(SELECTED PASSAGE)
All experiments were conducted using four replicates, each consisting of three plants with completely randomize design (CRD). Statistical analysis was analyzed with SPSS (IBM Corporation; Armonk, NY, USA). One-way analysis of variance (ANOVA) was used to examine the differences between treatments for each parameter. Statistical differences between treatments were analyzed with Duncan’s multiple range test (DMRT) tested at the p < 0.05 level. The data presented are the mean ± SE (standard error) of four replicates for each group.

In order to investigate the association between different variables at six different planting densities and three harvest times, a principal component analysis (PCA) was performed using the software JMP version 6.0 (SAS Institute Inc., Cary, NC, USA). In addition, Pearson’s correlation coefficient was used to evaluate the relationship between physiological response, growth, yield and AP1 content. Further, a hierarchical cluster analysis was performed using Ward’s method which provides output results in heat map format. For this, Z-scores were calculated by subtracting the actual value from the mean score of each parameter and dividing by the standard deviation of its parameters.


Photosynthetic gas exchange performance

Plant density conditions influenced several photosynthetic gas exchange parameters of Andrographis plants grown under PFAL (Fig 3). Net photosynthesis rate (Pn) of Andrographis leaves at various planting densities was not significantly different among the plant densities at vegetative and initial stage of flowering (Fig 3A). In contrast, Pn of Andrographis leaves at flowering stage were significantly different according to plant densities, with 15 plant m-2 recording the highest Pn values. The higher planting densities (20, 25, 35 and 40 plants m-2) caused a significant decrease in the Pn value of Andrographis leaves. Moreover, results show that Pn values were higher in vegetative and initial stage of flowering compared to flowering stage.
(End SELECTED PASSAGE)
WHAT YOU ARE ASKED TO DO
From the passage on the plant density study, set down word for word the part starting at "Photosynthetic gas exchange performance" and ending at "to flowering stage.".
(SUPPLIED INFORMATION)
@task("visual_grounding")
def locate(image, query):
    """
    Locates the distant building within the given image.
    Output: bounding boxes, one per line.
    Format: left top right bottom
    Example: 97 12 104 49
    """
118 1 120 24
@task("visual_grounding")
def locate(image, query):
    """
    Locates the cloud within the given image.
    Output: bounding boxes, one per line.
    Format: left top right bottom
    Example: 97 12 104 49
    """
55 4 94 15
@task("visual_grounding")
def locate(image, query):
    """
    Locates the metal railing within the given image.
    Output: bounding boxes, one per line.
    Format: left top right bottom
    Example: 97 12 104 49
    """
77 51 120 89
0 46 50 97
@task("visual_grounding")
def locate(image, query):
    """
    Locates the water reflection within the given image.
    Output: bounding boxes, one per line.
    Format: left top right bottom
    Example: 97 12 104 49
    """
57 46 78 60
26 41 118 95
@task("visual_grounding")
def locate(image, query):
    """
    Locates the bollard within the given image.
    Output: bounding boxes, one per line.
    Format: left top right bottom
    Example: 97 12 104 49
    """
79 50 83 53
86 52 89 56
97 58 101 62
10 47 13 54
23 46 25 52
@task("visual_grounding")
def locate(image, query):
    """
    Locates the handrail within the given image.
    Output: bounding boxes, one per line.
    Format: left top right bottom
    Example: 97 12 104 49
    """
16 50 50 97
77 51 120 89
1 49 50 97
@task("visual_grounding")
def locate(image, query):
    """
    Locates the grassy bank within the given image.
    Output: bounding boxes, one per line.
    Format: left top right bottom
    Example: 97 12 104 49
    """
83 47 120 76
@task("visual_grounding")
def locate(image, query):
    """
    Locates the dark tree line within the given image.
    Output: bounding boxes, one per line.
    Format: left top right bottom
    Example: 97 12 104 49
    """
(End SUPPLIED INFORMATION)
REPLY TO THE EXERCISE
Photosynthetic gas exchange performance

Plant density conditions influenced several photosynthetic gas exchange parameters of Andrographis plants grown under PFAL (Fig 3). Net photosynthesis rate (Pn) of Andrographis leaves at various planting densities was not significantly different among the plant densities at vegetative and initial stage of flowering (Fig 3A). In contrast, Pn of Andrographis leaves at flowering stage were significantly different according to plant densities, with 15 plant m-2 recording the highest Pn values. The higher planting densities (20, 25, 35 and 40 plants m-2) caused a significant decrease in the Pn value of Andrographis leaves. Moreover, results show that Pn values were higher in vegetative and initial stage of flowering compared to flowering stage.